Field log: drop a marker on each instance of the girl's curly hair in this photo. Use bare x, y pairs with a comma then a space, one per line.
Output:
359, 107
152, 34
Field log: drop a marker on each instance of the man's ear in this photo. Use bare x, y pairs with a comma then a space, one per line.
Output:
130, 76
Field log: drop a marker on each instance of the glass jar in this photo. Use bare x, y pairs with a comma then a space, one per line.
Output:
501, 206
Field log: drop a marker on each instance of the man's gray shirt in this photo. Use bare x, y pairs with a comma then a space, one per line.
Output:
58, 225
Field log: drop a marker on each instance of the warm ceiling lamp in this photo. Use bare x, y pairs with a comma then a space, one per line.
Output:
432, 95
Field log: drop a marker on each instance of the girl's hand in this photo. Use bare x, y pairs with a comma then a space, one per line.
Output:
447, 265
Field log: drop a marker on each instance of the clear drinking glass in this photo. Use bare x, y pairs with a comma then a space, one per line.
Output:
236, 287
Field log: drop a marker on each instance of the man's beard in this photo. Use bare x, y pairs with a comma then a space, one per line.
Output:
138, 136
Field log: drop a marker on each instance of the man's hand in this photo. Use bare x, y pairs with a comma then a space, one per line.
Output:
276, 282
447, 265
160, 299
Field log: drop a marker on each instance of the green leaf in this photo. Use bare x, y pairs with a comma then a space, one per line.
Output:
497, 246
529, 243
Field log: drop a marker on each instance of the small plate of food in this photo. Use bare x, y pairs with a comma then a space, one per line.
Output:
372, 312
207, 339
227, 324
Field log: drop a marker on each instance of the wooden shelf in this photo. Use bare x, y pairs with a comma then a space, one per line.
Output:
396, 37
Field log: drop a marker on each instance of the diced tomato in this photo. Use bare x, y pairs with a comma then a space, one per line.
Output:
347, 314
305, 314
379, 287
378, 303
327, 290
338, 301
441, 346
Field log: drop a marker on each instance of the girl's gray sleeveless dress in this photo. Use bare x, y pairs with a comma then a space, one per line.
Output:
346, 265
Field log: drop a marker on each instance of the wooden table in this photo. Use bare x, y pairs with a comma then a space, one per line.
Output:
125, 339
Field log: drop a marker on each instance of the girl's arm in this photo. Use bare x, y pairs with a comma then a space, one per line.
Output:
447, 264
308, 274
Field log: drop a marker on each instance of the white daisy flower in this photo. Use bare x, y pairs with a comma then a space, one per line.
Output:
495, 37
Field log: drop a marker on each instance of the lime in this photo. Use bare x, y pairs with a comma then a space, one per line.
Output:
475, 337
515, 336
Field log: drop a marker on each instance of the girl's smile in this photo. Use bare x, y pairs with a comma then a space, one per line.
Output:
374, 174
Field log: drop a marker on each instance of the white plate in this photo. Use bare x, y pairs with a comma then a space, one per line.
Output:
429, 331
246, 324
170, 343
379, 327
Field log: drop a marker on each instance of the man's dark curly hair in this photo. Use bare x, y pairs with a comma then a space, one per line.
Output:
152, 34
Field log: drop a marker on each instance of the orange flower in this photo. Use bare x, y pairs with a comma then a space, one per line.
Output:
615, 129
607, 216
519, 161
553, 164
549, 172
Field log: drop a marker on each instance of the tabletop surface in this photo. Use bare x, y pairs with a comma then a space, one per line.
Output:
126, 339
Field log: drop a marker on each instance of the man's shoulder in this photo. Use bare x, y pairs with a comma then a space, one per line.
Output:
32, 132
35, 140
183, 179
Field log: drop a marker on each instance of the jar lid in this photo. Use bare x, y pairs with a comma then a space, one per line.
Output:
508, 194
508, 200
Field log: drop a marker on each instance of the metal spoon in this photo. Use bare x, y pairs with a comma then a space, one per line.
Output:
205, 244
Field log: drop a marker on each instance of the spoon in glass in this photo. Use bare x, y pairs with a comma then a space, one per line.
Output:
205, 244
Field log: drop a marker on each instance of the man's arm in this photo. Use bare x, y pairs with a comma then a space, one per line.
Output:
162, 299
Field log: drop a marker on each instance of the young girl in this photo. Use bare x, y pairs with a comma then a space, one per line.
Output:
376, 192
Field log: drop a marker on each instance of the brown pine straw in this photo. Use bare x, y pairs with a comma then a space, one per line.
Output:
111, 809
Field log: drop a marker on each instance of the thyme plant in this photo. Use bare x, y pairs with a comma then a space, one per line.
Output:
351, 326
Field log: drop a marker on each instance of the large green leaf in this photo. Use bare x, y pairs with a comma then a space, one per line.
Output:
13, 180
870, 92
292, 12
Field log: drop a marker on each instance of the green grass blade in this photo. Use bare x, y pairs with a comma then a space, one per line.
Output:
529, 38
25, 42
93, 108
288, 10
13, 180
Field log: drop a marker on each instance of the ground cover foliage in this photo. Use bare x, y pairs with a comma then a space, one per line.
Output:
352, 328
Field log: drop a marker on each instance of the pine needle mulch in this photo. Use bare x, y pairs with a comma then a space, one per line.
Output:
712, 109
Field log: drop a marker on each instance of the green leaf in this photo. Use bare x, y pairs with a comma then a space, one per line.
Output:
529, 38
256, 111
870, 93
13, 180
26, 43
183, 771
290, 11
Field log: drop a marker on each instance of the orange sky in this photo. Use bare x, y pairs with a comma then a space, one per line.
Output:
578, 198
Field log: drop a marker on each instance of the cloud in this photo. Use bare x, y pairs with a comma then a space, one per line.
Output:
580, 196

━━━━━━━━━━

Exercise goal:
Look above for the line containing "Field log: drop a marker on each instance of the ground"; copy from it through the last line, exactly, and nothing more.

Task answer:
Field log: drop a marker on each instance of the ground cover foliage in this photo. Use bare x, y pairs with a comma then a space, one per line.
Output:
352, 328
Field log: drop a marker on each instance of the pine needle mulch in this photo. Use bare x, y pairs with a comma then a space, one per line.
Output:
712, 109
Field log: drop a marker on each instance of the green leaf in this photo. Use bare x, y pairs with a comma then a space, one per line.
Output:
529, 38
256, 111
870, 93
13, 180
26, 43
183, 771
290, 11
Field log: drop a marker on each instance of the orange sky in this photo. Use bare x, y pairs with a comma then a space, one per line.
Output:
578, 198
Field log: drop a marker on each instance of the cloud in this photo. Use bare x, y pairs with a comma then a space, one per line.
Output:
580, 196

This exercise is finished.